## Saved data entries
________________________________________

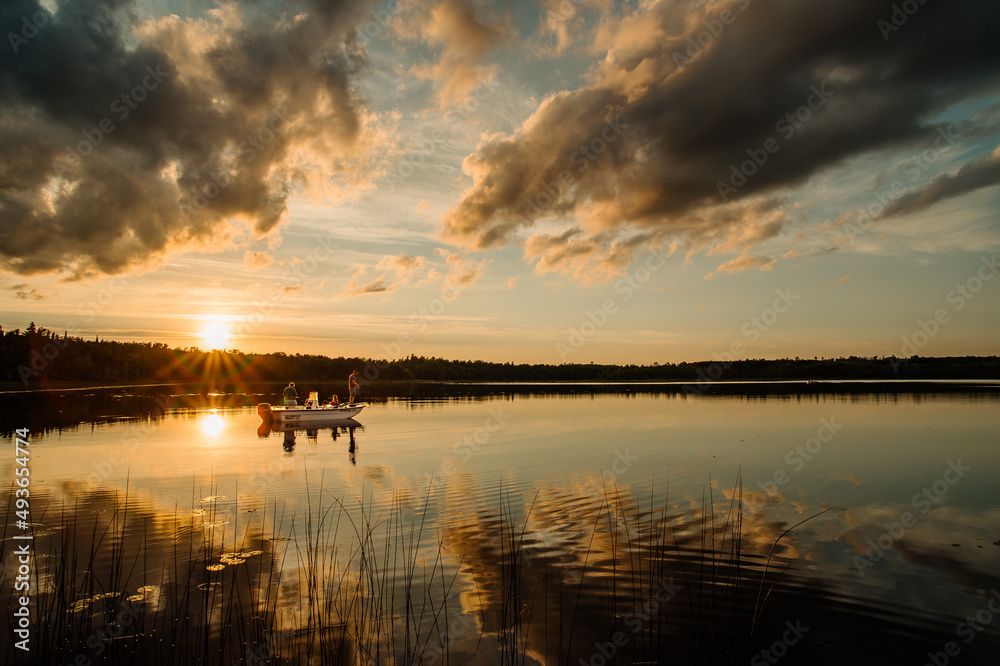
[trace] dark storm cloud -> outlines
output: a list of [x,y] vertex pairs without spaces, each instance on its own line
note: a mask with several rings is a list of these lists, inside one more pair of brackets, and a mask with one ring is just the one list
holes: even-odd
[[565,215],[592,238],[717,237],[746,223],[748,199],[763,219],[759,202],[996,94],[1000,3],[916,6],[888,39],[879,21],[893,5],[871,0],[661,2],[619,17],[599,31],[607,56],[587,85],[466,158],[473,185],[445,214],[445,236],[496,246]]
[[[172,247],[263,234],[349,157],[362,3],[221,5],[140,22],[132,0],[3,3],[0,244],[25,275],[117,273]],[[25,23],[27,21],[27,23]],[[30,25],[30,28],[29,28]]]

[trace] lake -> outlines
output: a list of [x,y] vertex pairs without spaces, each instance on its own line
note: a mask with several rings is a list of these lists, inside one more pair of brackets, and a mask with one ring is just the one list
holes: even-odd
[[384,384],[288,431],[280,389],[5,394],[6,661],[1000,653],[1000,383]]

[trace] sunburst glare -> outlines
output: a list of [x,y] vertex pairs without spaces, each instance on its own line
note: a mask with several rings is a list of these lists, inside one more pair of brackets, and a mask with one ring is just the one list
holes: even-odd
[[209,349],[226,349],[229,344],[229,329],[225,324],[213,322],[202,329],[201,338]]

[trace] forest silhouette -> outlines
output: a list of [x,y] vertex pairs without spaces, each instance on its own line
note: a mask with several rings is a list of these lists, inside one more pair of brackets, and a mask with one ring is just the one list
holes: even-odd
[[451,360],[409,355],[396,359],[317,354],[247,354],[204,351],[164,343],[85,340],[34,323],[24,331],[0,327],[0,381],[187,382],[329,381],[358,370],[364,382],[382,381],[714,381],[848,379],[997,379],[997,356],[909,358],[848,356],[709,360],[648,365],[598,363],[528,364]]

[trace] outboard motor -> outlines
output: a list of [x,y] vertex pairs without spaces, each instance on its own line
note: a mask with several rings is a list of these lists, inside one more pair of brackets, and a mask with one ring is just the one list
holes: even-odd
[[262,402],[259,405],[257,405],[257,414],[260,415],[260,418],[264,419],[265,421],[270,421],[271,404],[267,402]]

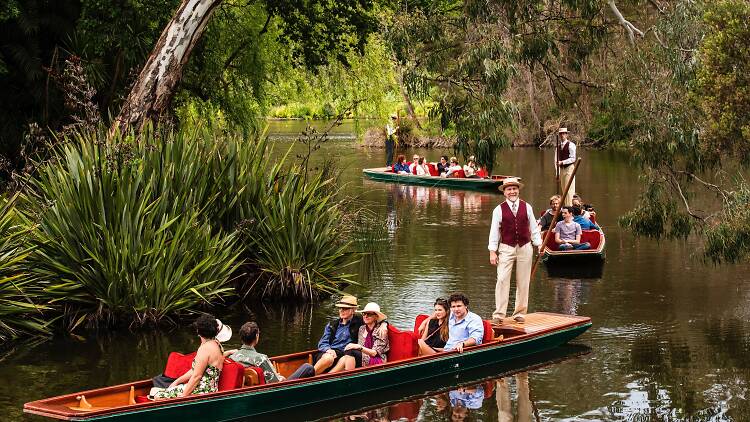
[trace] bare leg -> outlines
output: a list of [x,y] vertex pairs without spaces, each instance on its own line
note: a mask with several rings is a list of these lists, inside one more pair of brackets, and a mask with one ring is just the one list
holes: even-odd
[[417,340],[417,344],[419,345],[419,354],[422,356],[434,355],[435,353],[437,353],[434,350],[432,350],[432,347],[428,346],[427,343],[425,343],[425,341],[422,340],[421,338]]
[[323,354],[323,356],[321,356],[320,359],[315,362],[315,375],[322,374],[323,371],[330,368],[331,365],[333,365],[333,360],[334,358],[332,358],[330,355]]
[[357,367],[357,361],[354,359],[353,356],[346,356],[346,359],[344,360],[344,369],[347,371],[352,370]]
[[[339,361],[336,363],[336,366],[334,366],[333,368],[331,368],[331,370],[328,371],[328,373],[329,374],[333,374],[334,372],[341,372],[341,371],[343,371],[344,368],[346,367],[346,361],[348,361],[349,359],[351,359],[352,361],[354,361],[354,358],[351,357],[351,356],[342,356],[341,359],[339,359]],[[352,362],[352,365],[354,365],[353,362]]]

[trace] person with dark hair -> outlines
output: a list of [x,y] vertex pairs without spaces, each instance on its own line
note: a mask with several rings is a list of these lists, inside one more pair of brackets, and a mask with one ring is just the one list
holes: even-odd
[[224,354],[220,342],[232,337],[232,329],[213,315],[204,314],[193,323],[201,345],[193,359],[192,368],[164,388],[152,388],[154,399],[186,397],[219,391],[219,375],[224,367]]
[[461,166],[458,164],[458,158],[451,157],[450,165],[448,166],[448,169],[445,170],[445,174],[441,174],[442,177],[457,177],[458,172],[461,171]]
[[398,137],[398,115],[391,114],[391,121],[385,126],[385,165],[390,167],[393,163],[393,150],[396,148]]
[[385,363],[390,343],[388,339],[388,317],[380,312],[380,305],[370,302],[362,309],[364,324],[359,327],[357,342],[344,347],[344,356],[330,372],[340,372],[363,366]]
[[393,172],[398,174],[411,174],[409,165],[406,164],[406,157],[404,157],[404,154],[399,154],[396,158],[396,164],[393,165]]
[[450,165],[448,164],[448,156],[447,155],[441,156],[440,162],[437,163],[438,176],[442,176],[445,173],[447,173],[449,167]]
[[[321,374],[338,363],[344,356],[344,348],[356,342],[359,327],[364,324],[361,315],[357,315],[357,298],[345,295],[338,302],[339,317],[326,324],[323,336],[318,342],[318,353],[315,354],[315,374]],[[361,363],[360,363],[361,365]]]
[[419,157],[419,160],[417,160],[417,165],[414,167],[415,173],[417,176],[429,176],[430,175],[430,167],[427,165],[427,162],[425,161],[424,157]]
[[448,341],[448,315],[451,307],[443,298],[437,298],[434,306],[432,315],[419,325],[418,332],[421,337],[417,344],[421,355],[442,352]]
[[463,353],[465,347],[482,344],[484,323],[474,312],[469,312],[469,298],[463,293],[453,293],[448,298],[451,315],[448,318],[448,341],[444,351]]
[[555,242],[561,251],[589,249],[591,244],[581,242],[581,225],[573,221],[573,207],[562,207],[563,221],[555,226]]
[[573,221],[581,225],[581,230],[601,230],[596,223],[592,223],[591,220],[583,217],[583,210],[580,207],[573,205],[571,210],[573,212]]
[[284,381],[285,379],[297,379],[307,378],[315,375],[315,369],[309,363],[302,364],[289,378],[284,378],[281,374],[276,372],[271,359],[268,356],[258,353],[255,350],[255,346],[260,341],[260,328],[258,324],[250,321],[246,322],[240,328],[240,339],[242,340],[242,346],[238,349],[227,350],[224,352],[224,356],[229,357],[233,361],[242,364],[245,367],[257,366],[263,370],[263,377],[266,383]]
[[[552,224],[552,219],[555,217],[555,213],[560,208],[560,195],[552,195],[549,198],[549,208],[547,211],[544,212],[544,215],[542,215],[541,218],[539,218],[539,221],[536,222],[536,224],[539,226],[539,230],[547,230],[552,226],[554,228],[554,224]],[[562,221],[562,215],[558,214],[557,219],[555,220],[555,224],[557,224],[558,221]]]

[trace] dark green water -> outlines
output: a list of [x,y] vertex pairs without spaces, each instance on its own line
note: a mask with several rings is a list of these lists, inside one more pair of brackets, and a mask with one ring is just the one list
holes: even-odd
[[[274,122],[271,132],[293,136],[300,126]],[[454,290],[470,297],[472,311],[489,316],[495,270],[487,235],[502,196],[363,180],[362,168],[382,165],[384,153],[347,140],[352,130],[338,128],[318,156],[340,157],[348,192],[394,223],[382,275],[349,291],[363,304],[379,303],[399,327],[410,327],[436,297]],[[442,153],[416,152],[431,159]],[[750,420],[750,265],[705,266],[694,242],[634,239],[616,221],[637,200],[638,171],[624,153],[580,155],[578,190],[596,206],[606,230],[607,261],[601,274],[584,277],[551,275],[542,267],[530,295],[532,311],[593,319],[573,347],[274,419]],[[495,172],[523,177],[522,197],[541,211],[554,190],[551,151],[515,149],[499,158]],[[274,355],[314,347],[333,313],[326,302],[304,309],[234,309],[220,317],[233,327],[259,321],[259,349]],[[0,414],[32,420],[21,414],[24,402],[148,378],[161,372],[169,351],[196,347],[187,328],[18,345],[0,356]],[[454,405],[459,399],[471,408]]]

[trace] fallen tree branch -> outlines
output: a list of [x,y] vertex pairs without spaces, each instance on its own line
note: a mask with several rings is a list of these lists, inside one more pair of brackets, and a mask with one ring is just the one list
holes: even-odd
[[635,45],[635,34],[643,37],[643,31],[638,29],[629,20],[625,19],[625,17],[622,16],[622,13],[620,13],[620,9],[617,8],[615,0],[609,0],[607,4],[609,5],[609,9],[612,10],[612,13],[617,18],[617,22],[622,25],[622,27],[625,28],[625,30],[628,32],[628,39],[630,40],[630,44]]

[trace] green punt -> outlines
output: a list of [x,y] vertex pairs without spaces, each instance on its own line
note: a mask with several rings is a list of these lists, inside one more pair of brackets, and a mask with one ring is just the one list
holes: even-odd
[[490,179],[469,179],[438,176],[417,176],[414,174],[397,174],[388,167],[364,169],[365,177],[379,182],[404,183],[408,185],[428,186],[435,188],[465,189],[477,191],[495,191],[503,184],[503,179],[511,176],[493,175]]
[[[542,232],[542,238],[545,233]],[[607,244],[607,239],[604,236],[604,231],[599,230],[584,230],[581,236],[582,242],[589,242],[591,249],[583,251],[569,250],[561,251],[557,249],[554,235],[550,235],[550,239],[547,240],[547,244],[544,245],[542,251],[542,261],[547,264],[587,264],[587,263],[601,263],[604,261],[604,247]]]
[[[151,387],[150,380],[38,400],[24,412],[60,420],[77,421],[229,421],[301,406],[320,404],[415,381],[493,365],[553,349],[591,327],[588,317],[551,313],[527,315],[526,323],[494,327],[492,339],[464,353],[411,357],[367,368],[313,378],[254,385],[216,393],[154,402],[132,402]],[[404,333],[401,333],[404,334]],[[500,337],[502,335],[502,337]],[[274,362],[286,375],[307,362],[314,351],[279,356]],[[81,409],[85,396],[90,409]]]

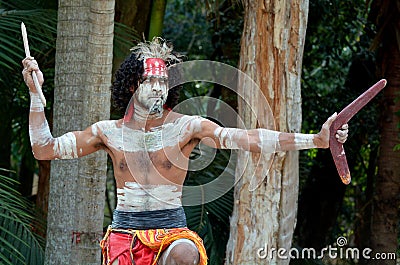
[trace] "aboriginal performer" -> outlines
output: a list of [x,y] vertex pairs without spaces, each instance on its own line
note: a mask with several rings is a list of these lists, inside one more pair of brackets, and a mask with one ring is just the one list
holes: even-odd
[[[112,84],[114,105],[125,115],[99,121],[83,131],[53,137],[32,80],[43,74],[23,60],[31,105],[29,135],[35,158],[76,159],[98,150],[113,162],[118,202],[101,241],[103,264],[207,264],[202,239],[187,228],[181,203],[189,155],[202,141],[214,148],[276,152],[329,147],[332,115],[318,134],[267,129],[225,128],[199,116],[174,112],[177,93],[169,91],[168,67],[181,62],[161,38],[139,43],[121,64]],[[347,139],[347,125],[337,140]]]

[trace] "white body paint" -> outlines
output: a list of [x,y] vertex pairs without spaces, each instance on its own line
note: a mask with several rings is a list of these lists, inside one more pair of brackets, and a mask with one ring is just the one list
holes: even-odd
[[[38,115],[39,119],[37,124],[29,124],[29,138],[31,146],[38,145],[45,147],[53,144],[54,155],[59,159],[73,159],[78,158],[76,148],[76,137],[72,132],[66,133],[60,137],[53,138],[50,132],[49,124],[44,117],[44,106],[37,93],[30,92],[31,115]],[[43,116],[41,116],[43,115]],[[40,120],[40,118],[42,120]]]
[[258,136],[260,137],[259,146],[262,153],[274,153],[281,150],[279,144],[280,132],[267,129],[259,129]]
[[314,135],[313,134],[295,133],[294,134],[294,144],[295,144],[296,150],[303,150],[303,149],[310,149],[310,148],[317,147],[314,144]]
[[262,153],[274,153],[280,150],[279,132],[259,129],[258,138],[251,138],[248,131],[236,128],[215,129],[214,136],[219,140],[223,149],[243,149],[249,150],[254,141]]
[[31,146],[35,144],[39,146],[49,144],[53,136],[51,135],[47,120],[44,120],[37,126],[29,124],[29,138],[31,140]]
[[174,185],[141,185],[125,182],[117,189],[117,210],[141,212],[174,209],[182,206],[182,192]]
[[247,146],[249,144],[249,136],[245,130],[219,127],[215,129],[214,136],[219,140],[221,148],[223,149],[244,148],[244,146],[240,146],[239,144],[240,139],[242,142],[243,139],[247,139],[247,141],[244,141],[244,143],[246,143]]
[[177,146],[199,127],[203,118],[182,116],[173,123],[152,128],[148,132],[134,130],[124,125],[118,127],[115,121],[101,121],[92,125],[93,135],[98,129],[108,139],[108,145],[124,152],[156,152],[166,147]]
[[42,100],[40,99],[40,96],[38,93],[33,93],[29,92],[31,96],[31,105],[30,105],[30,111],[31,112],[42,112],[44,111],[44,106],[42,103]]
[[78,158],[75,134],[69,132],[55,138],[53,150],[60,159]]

________________________________________

## What is being asked
The expected answer is a copy of each line in the records that holds the word "outlines".

## Response for this exercise
[trace] dark storm cloud -> outlines
[trace] lake -> outlines
[trace] sunburst glare -> outlines
[trace] forest silhouette -> outlines
[trace] outboard motor -> outlines
[trace] bare leg -> outlines
[trace] person with dark hair -> outlines
[trace] dark green water -> outlines
[trace] fallen tree branch -> outlines
[trace] green punt -> outlines
[trace] "aboriginal performer" -> outlines
[trace] "white body paint" -> outlines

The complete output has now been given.